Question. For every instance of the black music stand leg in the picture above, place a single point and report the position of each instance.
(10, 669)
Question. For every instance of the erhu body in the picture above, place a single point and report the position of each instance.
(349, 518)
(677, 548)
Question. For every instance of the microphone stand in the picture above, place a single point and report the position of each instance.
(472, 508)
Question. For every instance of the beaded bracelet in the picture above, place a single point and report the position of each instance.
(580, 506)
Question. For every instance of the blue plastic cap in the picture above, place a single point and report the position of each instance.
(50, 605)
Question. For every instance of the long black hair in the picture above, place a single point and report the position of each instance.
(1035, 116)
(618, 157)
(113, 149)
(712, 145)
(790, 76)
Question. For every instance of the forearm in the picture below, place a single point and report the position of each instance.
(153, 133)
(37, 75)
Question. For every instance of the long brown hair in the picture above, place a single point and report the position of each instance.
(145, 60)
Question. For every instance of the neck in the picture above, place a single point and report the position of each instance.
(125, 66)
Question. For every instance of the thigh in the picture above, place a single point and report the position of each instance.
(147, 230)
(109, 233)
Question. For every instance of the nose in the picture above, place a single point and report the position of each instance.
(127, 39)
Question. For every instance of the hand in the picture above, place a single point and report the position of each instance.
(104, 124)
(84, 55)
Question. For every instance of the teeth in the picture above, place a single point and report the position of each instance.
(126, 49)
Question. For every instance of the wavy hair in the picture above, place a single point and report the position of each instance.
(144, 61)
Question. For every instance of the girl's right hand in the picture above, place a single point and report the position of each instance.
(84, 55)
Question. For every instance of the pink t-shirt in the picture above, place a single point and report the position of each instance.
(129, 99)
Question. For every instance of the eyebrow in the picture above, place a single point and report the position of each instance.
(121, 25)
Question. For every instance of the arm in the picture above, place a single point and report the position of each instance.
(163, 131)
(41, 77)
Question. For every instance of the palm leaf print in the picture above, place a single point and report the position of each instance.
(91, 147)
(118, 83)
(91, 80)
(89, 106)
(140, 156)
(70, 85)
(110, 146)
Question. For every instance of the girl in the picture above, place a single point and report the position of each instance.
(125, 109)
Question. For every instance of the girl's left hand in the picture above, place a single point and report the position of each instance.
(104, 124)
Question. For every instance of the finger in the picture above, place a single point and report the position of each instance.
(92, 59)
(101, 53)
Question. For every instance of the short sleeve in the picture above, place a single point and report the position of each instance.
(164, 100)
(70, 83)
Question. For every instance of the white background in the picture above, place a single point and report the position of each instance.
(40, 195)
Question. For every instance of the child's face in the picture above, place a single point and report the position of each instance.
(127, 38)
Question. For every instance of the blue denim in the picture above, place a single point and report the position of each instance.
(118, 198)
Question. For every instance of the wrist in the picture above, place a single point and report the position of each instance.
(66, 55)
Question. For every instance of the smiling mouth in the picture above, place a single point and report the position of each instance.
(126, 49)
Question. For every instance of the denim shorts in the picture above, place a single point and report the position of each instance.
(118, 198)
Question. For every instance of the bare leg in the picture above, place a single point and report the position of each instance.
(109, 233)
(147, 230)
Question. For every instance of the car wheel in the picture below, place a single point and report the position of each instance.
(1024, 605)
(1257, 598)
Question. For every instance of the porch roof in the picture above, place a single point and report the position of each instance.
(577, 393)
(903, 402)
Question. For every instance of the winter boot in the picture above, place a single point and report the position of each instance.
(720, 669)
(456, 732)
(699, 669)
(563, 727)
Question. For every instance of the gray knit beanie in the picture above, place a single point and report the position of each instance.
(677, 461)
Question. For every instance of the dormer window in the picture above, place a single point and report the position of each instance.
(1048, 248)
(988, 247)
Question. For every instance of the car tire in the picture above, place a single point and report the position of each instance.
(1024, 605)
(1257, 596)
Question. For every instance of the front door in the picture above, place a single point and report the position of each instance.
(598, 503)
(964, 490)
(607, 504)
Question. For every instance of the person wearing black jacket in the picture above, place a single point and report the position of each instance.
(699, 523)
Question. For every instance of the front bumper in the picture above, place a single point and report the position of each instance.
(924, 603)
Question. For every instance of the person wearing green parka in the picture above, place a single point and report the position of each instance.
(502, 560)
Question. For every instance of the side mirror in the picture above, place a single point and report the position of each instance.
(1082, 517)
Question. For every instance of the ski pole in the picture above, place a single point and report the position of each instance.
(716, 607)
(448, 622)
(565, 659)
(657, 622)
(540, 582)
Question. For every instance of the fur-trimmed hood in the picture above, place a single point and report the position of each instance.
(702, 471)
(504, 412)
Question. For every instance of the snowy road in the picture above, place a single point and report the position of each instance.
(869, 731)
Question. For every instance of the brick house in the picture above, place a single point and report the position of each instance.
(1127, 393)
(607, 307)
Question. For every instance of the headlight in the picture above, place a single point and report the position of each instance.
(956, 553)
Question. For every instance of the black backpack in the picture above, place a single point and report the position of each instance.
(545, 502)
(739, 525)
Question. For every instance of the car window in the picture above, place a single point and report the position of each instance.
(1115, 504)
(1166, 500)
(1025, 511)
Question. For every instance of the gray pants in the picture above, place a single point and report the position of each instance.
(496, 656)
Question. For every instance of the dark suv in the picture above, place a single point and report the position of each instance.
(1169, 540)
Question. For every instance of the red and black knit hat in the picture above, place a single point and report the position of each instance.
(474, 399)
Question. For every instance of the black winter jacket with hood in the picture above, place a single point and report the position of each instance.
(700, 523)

==========

Every line above should be output exactly as it stands.

### WRITTEN REPLY
Question. For every instance of the black music stand leg in the picture above, place a single point and report the position of each instance.
(10, 669)
Question. For every instance of the erhu body in the picture above, place a single point and report the position of each instance.
(349, 518)
(677, 548)
Question. For every instance of the microphone stand in the picture above, place a single point and report the position of each instance.
(472, 508)
Question. For every instance of the beaded bracelet in the picture above, place a single point and report the position of each instance.
(580, 506)
Question. For every instance of the blue plastic cap in the picture above, place a single point and report the position of each instance.
(50, 605)
Question. For every instance of the long black hair in the picture above, place a single point and report the position of each instance.
(1035, 116)
(618, 157)
(113, 149)
(712, 145)
(790, 76)
Question. For every instance of the forearm in the picture below, place a single point and report the position of each instance.
(153, 133)
(37, 75)
Question. For every instance of the long brown hair in the picture above, place a single point and report the position of each instance.
(145, 60)
Question. For every instance of the neck in the picture above, place a single point and report the position of each instance.
(125, 66)
Question. For every instance of the thigh in the picture above, place a single point and report the position of each instance.
(147, 230)
(109, 233)
Question. For every instance of the nose in the picture above, place a single point and report the position of each instance.
(127, 39)
Question. For every instance of the hand in the picture above, place a single point and report the position of each instance.
(104, 124)
(84, 55)
Question. For every instance of the teeth in the picture above, place a single point and report the position of each instance.
(126, 49)
Question. For every instance of the wavy hair in the picture above, place a single point and report the position of each instance.
(144, 61)
Question. For every instance of the girl's right hand in the picture above, place a single point and report the position of each instance.
(84, 55)
Question. For every instance of the pink t-shirt in the picture above, place a single point and report the position of each instance.
(129, 99)
Question. For every instance of the eyebrow in the picture above, place a single point and report the position of each instance.
(121, 25)
Question. For every instance of the arm in the picture above, place a single point and report the position of each instance.
(163, 131)
(41, 77)
Question. For every instance of the palm leaf print in the picture above, place a single point and report the position of each instance.
(91, 147)
(118, 83)
(91, 80)
(89, 106)
(140, 156)
(70, 85)
(110, 146)
Question. For every instance of the girl in the picture above, place a single point and report the position of each instance.
(125, 109)
Question. For every instance of the girl's left hand in the picture above, place a single point and report the position of each instance.
(104, 124)
Question. For every instance of the finger in the picture above, place a single point and report the position of each instance.
(92, 59)
(101, 53)
Question. For every instance of the short sleeve in the picture above, place a single point and report the position of each instance.
(164, 100)
(70, 83)
Question. For every instance of the white background in the picture above, place a single point and report the position of each instance.
(40, 195)
Question. For every instance of the child's face in the picture above, place a single point and report the position of each instance.
(127, 38)
Question. For every instance of the blue denim in the picture above, place a single point and report the position of each instance.
(118, 198)
Question. For every instance of the wrist in the picture above, place a single point and report the position of each instance.
(66, 55)
Question. For every instance of the smiling mouth in the picture above, place a single point and report the position of each instance.
(126, 49)
Question. For every instance of the denim shorts in the picture above, place a single point and report the position of each instance.
(118, 198)
Question. For every instance of the bare leg in the picture above, place a single point and report the position of each instance.
(109, 233)
(147, 230)
Question. For every instance of the car wheel in the picture below, place a single point and report the position of each instance.
(1024, 605)
(1257, 598)
Question. For every instance of the porch roof in the picture above, place a single point and report the position of each instance.
(577, 393)
(903, 402)
Question. For every instance of the winter boot in the picture above, place a single point and report the position of each instance.
(720, 669)
(456, 732)
(699, 669)
(563, 727)
Question. For every instance of the gray knit beanie in the picture above, place a single point and report the position of each instance.
(677, 461)
Question. For every instance of the dormer window in the picture above, place a single point and report the position of each instance.
(1048, 248)
(988, 247)
Question. For every instance of the car tire in the picture above, place a single point and report the position of each instance.
(1024, 605)
(1257, 596)
Question. For every instance of the front door in the picture above, place a single point and report the position of each instance.
(598, 503)
(964, 490)
(607, 504)
Question. For every instance of the person wearing black jacket in the picture above, place a single point and report the position of each instance.
(699, 523)
Question. For every instance of the front bumper in the picture above, place a single point and report the position of each instance.
(924, 603)
Question. For every instance of the person wearing green parka in the picture above, place a single point and report the position of each instance.
(502, 560)
Question. For every instance of the side mirror in the picture above, place a single point and report the position of each instance.
(1082, 517)
Question. For every instance of the ski pole in the picture above, place a single point and report the position of each instance.
(716, 607)
(448, 622)
(565, 659)
(657, 622)
(540, 582)
Question. For every instance of the fur-trimmed hood in the picture above, place a single point and report the position of each instance.
(702, 471)
(504, 412)
Question. For every instance of the snowy road in the picture above, place a single point and report the position of each instance.
(869, 731)
Question. For every instance of the brick house in the picture above, place a single point and report the position of each instance.
(1127, 393)
(607, 307)
Question. For every instance of the headlight in the picture above, place a single point and report the position of each instance.
(956, 553)
Question. For every instance of the black backpack in the picture above, place a single point and report the position of each instance.
(545, 502)
(739, 525)
Question. For every instance of the car window in the picture above, place a single point and report the position of each instance.
(1115, 504)
(1166, 500)
(1025, 511)
Question. For every instance of the gray pants in the picture above, place a single point and report the position of each instance.
(496, 656)
Question. For every instance of the dark suv in the picture above, place a single point and report the position of each instance.
(1169, 540)
Question. For every instance of the red and black knit hat in the picture above, place a single point and report the position of each instance.
(474, 399)
Question. For every instance of the black winter jacket with hood in the picture above, place a single point and report the position of each instance.
(700, 523)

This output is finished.